What is expected: Write out, word for word, the first line of the data below and every line after it through the one containing "blue jeans?".

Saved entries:
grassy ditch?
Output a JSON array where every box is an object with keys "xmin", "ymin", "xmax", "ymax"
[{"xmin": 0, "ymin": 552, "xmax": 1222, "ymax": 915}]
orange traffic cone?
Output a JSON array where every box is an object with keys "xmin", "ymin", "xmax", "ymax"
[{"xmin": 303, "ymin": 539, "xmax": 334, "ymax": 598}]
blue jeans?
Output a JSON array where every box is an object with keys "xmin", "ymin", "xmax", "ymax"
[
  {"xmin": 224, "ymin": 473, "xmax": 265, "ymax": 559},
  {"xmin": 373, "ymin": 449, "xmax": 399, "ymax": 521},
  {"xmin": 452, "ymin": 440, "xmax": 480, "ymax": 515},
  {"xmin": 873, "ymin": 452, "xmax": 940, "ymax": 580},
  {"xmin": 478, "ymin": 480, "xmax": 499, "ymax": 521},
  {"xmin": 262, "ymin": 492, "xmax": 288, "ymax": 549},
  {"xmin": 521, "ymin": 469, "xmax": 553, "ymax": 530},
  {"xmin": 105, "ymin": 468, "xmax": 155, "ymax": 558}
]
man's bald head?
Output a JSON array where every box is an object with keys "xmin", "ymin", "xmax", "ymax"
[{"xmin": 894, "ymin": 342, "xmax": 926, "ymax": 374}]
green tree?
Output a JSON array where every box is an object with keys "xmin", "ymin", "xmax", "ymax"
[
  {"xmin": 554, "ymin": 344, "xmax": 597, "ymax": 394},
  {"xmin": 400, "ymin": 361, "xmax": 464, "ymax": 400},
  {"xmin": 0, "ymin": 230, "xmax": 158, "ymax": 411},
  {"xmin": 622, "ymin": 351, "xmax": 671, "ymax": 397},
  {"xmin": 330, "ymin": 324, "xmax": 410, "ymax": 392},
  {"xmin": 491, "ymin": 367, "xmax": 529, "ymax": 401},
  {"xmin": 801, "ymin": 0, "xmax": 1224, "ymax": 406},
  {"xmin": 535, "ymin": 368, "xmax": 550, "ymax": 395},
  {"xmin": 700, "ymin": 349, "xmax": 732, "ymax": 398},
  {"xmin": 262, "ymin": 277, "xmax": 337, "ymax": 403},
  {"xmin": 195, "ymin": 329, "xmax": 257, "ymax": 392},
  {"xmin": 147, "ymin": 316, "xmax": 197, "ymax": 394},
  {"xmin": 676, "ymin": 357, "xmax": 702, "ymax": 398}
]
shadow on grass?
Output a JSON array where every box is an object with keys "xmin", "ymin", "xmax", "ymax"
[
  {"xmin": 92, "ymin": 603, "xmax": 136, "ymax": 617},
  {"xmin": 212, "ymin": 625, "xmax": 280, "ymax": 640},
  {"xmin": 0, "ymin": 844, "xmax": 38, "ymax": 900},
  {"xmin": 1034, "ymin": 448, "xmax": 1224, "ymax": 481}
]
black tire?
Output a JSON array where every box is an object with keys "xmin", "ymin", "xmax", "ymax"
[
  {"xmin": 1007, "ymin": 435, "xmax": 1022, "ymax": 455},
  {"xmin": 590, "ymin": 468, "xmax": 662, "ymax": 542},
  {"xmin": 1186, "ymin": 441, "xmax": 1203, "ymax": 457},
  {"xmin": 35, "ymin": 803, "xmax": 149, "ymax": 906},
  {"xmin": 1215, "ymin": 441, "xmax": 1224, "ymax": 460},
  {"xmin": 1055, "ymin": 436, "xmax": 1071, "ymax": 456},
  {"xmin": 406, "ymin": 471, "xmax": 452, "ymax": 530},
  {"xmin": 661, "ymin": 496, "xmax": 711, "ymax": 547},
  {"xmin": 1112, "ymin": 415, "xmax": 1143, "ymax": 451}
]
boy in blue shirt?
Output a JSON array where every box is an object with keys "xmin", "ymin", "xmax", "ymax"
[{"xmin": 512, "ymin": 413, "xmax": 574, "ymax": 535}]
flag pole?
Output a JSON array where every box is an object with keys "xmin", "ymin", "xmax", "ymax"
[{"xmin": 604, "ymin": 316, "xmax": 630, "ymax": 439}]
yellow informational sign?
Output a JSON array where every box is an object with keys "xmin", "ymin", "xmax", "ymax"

Finished exercise:
grassy ditch?
Output a JSON array where every box is an object with keys "xmin", "ymin", "xmax", "ymax"
[{"xmin": 0, "ymin": 552, "xmax": 1222, "ymax": 915}]
orange traffic cone?
Output a JSON array where every box is an object with keys "xmin", "ymin", "xmax", "ymax"
[{"xmin": 303, "ymin": 539, "xmax": 334, "ymax": 598}]
blue jeans?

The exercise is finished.